> INSTRUCTION: Leave the pictures aside and write out exactly every line from the one containing "of the short" through the last line.

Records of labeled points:

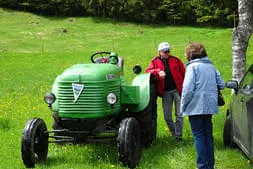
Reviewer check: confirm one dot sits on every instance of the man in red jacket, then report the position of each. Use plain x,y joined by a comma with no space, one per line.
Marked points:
169,71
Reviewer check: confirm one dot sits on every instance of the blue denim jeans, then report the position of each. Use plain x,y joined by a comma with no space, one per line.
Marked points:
202,130
168,98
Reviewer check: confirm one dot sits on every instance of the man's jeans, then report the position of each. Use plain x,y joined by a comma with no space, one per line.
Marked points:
168,98
202,130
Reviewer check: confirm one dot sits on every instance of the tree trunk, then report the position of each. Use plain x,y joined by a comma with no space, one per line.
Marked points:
240,38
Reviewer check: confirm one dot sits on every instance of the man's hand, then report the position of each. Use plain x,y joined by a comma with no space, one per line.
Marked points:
162,74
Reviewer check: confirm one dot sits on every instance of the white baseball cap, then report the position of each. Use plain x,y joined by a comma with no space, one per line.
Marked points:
164,46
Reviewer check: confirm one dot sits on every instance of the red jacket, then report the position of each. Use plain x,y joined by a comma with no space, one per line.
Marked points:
177,70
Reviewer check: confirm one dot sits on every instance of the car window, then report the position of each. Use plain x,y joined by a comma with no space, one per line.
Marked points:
247,81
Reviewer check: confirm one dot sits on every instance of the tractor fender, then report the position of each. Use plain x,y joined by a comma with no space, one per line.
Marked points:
143,81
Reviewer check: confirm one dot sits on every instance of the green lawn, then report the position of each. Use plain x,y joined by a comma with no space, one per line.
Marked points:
35,49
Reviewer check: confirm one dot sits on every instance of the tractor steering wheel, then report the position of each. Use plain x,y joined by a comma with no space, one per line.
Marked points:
108,55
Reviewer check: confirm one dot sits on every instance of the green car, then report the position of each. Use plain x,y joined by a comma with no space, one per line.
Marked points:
238,127
93,103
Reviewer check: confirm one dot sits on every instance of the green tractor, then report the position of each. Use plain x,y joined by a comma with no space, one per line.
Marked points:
93,103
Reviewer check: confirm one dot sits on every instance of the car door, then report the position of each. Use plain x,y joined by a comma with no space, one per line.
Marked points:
244,117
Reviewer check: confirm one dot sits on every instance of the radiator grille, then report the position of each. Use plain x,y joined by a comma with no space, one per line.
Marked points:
92,100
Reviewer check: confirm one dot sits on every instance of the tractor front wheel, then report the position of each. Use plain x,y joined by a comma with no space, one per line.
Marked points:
129,143
34,145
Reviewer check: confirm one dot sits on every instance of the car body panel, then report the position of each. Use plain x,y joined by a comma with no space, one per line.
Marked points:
241,113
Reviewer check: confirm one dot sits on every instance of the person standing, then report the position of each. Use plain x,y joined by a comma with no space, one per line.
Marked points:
169,71
199,101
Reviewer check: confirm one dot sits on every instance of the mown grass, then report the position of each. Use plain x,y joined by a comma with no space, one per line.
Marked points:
35,49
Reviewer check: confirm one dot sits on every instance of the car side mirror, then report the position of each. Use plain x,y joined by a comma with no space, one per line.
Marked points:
232,84
137,69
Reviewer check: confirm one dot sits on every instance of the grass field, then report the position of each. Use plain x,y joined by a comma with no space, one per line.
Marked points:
35,49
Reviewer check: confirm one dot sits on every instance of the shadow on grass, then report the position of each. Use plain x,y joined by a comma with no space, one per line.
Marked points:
80,154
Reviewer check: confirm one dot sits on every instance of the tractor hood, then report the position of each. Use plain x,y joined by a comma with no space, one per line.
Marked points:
90,72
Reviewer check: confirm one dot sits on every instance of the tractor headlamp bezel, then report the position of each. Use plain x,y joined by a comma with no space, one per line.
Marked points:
49,98
111,98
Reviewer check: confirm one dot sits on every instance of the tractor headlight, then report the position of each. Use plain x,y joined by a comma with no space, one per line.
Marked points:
49,98
111,98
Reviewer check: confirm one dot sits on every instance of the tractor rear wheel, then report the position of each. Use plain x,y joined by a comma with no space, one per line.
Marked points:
34,145
129,145
148,117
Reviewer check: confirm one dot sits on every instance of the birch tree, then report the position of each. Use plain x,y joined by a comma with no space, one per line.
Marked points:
240,38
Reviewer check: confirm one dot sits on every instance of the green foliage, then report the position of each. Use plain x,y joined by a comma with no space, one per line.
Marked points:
35,49
176,12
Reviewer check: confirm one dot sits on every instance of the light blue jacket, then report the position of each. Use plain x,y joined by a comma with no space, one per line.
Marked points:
199,95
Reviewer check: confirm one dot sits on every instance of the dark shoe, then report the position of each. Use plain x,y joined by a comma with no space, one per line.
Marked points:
179,138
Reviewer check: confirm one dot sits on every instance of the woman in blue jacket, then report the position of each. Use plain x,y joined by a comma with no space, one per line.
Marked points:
199,101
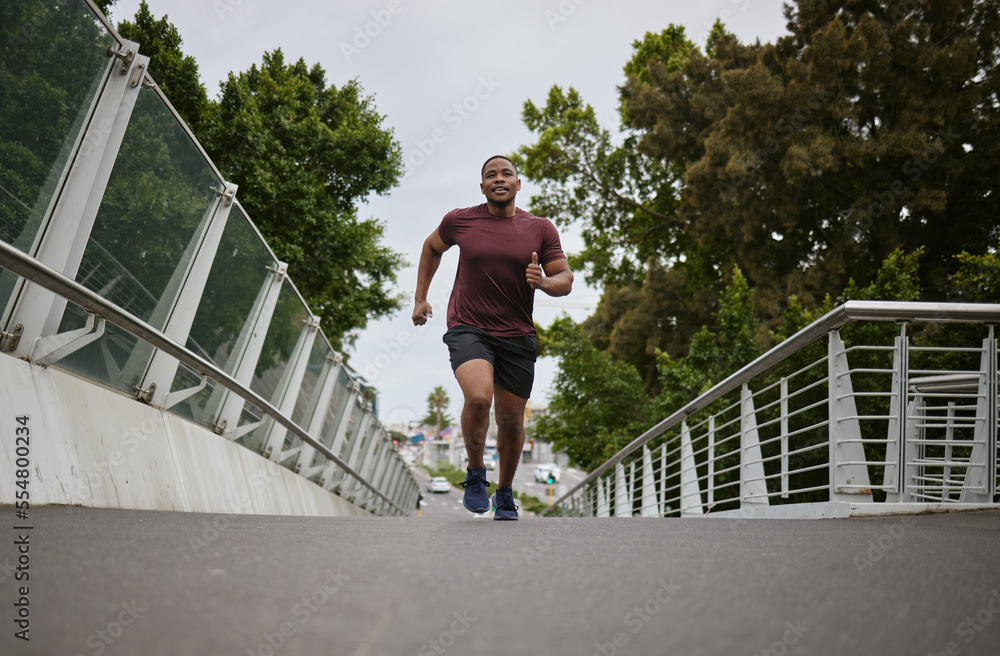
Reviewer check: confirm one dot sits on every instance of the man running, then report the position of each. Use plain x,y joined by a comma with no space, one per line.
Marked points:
505,254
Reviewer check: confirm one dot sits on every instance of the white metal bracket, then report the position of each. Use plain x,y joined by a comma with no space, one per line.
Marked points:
53,348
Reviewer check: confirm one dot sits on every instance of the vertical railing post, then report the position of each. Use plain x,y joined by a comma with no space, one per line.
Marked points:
980,475
783,387
318,407
287,392
711,462
650,501
753,487
690,500
848,475
896,475
180,307
623,497
228,406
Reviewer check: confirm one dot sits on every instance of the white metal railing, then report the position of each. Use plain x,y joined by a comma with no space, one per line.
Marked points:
127,258
808,431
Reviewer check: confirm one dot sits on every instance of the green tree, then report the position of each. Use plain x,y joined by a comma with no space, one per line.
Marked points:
871,126
437,405
599,404
305,156
174,72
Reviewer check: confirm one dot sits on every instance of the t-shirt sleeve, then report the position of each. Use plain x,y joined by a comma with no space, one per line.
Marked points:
551,247
446,230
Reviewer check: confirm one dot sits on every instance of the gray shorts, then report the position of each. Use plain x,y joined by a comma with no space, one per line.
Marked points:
513,358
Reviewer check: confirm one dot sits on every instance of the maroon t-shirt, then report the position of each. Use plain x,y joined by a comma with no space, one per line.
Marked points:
490,290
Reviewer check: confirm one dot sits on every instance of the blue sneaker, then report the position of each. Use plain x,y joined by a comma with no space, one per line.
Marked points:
476,500
504,507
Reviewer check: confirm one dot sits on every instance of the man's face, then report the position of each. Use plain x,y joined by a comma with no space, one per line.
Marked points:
500,182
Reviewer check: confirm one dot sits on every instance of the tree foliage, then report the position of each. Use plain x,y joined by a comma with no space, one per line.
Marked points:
174,72
599,404
305,155
872,126
749,187
437,406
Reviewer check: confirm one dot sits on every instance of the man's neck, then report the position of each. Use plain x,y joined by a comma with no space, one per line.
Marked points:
504,211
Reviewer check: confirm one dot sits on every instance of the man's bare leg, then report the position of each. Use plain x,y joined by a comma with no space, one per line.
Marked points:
475,377
510,433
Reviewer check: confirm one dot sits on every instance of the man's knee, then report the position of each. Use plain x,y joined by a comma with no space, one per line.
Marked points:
478,403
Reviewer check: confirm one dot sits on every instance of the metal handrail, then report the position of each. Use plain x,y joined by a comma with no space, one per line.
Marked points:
30,269
897,311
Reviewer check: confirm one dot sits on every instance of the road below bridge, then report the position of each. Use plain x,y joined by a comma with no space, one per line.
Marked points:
107,582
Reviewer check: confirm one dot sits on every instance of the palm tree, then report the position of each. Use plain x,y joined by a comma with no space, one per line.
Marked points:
437,403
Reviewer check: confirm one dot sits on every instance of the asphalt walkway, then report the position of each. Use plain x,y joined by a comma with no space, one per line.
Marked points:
107,582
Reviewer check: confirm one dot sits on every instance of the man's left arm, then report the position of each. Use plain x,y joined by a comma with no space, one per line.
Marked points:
557,279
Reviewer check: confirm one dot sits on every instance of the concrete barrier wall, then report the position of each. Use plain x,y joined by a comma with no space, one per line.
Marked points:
95,447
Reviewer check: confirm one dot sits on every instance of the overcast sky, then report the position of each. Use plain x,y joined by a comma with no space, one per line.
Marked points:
458,71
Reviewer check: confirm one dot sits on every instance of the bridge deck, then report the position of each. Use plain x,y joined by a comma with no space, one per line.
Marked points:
131,582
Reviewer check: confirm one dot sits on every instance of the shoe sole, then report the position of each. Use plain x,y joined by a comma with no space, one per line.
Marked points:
478,512
501,518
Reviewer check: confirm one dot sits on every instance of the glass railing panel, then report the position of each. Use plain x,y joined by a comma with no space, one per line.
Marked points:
337,407
239,272
283,334
53,62
159,199
318,359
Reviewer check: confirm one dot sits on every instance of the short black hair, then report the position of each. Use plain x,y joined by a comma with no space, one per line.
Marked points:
493,157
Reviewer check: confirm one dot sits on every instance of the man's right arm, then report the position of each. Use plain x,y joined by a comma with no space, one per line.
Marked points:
430,259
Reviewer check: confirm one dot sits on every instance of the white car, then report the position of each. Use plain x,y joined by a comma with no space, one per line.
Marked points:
439,484
547,473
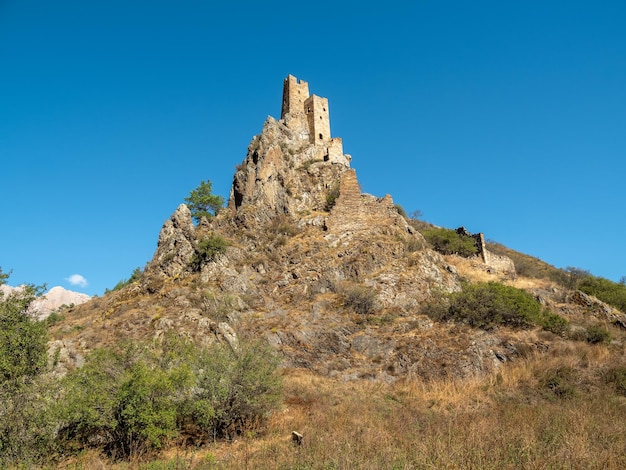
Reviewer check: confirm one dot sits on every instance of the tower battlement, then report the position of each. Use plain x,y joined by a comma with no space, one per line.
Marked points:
308,116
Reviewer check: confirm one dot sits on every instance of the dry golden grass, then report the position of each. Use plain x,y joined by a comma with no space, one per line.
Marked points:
511,419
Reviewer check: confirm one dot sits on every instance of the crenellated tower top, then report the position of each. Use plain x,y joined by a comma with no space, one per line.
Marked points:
308,116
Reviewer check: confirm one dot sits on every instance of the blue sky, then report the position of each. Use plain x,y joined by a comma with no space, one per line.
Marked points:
506,117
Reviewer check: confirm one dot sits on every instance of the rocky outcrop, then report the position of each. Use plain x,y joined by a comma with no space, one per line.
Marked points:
175,248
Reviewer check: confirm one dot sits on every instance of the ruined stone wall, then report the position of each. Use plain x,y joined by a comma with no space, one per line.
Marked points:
355,212
499,264
495,263
316,110
295,93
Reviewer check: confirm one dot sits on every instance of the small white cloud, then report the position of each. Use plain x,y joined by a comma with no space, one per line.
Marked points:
77,280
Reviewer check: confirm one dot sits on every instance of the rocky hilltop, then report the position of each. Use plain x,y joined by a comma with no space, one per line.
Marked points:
334,279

> RESPONSE TO THIS EXERCISE:
Reviewer check: confirm one dot sits on every instance of the short black hair, then report the position of each. Use plain x,y joined by a comma with no space, one per line.
Marked points:
493,157
Reviewer check: confirm one dot sits on every instance of the man's right arm, then report the position of each. Use plain x,y joined by a comma with no space, one per line.
Marked points:
430,259
Reviewer check: confirm one dot sits on every instance of the white car, then report the position of each. Use plain x,y joined by a comma with no space, one per line.
Marked points:
439,484
547,473
Reviewer check: confirm one dot sits on every instance of the tower battlement, then report the position of each. Use plain x,y joined by a comma with no space, one per line.
Marked points:
308,116
Reviewer check: confirm one dot sits on every instance of the dry golden grass, then report the position of each. Use plain x,y joined by a comma with no space, one per line.
Marked points:
511,419
Reviewer check: confirm one dot sits on every instance of the crenellated tower top, then report the position of each. Use plain x,y joined by a comma with no space, one per line.
Marked points:
308,116
Reviewer check: confirm one dot sits on every instance of the blue sky, then report the position of each. Use plain x,y joined by a comma with no space, one per line.
Marked points:
506,117
Reviewer check: confirm one dot sits on every instance of the rocky outcrop, then report the position of each. Use plain x,y joined by a comma with no space, one per line.
Marked points:
175,248
Reviewer check: confirm one dot sits on every instance of the ruined stone wall, then report the position of each. Use plain x,y joined by a comma with no space, one per line.
Marked points:
355,212
499,264
495,263
316,110
295,93
Reviewer check: confirm one dot sits on every instance of the small white cloud, then report the position of each. Use plain x,y joined by a comma with no space, one per line.
Marked points:
77,280
Reviewer check: confirm one dot sits on every instance of the rocky hilltop, then report the position of each. Use plain x,y joined by a comma with no space, one per line.
Marked points:
334,279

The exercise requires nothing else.